**AUSGEWÄHLTER TEXTAUSZUG:**
Pünktlich zum 1. Mai meldet sich der Chef der „Bundesvereinigung der Deutschen Arbeitgeberverbände“ (BDA), Rainer Dulger, zu Wort und fordert, die Deutschen müssten wieder mehr arbeiten: „Es gibt keinen anstrengungslosen Wohlstand“. Und was setzt der DGB in Stuttgart dagegen? Anstatt die Kolleginnen und Kollegen aufzurufen, solche Unverschämtheiten mit kämpferischen Maidemonstrationen zurückzuweisen, sagt der die Maidemonstration kurzfristig ab.
An sämtlichen demokratischen Strukturen vorbei trifft ein kleiner Kreis eine solche Entscheidung, obwohl im Vorfeld breit über ein neues Konzept zur Gestaltung des 1. Mai diskutiert wurde. Schon im Vorfeld hatte es Angriffe des DGB-Landesvorsitzenden Kai Burmeister gegen die Beteiligung verschiedener linker Gruppen in Stuttgart an der Mai-Demo des DGB im vergangenen Jahr gegeben. „Wir wollen nicht, dass andere unsere Kundgebung kapern und missbrauchen“, so der DGB-Landesvorsitzende in der Stuttgarter Zeitung vom 29. April. „Wir werden unseren 1. Mai hier wieder ein bisschen anders ausrichten, damit uns das nicht mehr passiert.“ Deshalb die Absage der Demo?

**Zeigedaten zu Objektbeschreibungen:**
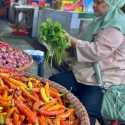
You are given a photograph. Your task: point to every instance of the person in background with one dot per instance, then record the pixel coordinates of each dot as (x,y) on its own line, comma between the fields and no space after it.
(104,42)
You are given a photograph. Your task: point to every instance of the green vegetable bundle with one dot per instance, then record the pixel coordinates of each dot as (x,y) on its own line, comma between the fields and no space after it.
(53,36)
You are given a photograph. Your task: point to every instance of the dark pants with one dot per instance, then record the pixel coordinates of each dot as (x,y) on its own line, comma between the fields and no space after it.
(90,96)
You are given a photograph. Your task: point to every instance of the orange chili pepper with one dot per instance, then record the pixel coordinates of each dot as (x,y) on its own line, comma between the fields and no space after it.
(55,107)
(66,114)
(49,121)
(48,105)
(16,119)
(36,95)
(42,120)
(17,82)
(10,84)
(57,121)
(4,102)
(37,105)
(1,82)
(9,121)
(62,122)
(36,90)
(52,113)
(47,89)
(29,95)
(5,75)
(54,94)
(26,111)
(11,111)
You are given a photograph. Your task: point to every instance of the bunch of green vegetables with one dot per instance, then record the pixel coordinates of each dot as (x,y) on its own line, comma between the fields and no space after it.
(54,37)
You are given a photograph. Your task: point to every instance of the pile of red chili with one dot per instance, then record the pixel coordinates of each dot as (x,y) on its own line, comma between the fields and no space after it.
(26,100)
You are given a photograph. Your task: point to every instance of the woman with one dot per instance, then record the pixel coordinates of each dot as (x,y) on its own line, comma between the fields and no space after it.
(104,43)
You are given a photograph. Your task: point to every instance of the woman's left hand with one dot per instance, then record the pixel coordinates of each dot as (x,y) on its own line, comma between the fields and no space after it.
(72,40)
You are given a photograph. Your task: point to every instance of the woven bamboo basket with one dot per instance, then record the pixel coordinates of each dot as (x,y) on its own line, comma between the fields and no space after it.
(80,109)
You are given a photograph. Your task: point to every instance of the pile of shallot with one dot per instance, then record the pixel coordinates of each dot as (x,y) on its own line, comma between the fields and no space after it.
(12,57)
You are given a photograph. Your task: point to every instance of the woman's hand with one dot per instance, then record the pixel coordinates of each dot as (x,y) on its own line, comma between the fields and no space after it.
(72,40)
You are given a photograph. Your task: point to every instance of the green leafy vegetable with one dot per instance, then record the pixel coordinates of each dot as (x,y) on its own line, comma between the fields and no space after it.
(53,36)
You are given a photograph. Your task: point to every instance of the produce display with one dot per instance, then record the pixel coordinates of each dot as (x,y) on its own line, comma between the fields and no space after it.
(26,100)
(53,36)
(11,57)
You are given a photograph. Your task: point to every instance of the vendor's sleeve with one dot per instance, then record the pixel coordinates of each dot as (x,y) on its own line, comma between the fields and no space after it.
(106,42)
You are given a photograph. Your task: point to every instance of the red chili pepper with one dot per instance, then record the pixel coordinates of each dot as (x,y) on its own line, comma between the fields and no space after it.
(42,120)
(26,111)
(9,121)
(62,122)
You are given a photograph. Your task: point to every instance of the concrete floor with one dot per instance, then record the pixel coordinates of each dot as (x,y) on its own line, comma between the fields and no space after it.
(23,43)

**AUFGABENSTELLUNG:**
Beantworte anhand des Textauszugs zum 1. Mai:
(a) Mit welchem Satz wird Rainer Dulger zitiert?
(b) Wie heißt der DGB-Landesvorsitzende?
(c) In welcher Zeitung und an welchem Tag äußerte sich der DGB-Landesvorsitzende?

**LÖSUNG:**
(a) „Es gibt keinen anstrengungslosen Wohlstand“
(b) Kai Burmeister
(c) In der Stuttgarter Zeitung vom 29. April